§ **PROVIDED TEXT**

The chords flowed from AV's fingers, filling the space where her mom would often sit perched on the taupe-colored couch to offer some musical guidance or just share an entertaining Instagram reel. She struck the keys with force, and the sound waves reverberated up toward Olivia's empty room, where unicorn, owl and dinosaur stuffed animals were still tucked in from when she left for skating camp in Wichita.
As the days passed, the tragedy started taking root around AV — in her grandmother's sobs, in preparations for the funeral that would be held in mid-February, in dozens of people filtering through the home bringing meals and condolence cards piling up on the dining room table.
She kept playing.
She dug into the keys and poured out the pain. By the end of that week, four strings inside her piano's frame had snapped.

§ **EXERCISE AIM**
In the passage about AV's piano playing, how many strings inside the piano's frame had snapped by the end of that week? The lines here come from a separate source.

§ **DATA ENTRIES**
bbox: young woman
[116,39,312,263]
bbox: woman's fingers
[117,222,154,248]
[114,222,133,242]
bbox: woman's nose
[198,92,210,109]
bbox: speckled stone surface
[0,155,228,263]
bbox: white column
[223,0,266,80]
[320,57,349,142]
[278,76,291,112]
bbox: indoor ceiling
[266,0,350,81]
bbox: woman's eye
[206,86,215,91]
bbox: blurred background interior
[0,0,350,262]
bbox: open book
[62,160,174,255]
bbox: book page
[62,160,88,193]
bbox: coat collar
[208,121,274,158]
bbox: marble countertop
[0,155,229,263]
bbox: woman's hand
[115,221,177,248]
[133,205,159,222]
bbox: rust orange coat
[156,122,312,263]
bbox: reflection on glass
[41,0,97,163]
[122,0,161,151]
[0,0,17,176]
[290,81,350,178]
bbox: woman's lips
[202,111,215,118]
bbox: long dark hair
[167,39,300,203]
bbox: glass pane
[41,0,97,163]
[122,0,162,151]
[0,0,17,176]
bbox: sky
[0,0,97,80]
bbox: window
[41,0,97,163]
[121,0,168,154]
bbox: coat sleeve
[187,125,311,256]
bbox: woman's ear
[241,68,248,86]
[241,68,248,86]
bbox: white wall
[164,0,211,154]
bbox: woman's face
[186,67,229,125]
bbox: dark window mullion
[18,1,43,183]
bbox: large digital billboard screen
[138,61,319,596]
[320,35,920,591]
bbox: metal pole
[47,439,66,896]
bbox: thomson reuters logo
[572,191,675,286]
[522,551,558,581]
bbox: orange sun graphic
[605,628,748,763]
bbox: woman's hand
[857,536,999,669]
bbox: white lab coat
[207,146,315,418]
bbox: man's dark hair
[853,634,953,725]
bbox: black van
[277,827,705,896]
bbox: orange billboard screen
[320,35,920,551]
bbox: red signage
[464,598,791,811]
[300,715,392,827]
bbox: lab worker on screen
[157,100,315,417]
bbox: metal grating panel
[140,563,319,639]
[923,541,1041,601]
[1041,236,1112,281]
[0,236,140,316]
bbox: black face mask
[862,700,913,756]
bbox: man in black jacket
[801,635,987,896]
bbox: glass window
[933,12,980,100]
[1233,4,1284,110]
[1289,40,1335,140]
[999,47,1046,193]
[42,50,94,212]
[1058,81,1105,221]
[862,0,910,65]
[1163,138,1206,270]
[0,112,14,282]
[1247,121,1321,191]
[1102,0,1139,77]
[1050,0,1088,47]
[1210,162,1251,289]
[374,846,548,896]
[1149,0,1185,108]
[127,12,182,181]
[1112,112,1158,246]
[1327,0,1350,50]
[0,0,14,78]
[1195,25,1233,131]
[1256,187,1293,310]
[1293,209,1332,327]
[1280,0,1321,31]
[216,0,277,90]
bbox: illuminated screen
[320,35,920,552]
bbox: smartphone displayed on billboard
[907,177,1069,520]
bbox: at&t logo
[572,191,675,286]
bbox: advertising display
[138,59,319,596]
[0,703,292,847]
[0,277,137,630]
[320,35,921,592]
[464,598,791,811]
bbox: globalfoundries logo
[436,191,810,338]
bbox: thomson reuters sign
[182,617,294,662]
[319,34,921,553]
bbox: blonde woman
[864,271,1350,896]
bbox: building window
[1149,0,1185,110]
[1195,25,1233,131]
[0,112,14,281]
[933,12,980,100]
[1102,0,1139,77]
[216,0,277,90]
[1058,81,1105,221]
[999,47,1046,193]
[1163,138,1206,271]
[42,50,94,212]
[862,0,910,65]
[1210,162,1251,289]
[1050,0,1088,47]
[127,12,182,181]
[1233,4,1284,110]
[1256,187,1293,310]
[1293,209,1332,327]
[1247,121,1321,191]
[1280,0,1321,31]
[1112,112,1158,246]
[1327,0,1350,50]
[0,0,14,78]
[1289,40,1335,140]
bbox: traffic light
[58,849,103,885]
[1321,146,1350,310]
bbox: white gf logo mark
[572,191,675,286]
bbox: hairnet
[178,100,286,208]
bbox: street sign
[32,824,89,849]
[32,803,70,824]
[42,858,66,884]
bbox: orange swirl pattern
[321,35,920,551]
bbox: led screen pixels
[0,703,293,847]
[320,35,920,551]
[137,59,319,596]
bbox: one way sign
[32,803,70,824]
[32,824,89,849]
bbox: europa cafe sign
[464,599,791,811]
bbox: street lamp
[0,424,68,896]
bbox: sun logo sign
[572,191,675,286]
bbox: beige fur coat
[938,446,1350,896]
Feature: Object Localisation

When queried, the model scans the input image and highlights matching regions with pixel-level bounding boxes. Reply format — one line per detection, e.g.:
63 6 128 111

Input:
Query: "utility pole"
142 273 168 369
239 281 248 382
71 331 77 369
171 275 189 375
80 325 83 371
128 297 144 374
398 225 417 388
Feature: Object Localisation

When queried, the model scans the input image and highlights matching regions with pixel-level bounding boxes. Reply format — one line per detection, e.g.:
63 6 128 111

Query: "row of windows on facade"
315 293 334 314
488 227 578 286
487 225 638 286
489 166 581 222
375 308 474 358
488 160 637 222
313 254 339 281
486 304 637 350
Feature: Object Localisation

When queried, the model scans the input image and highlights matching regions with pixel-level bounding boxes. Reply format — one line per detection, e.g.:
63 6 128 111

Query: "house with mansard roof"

§ **EXERCISE RESPONSE**
Four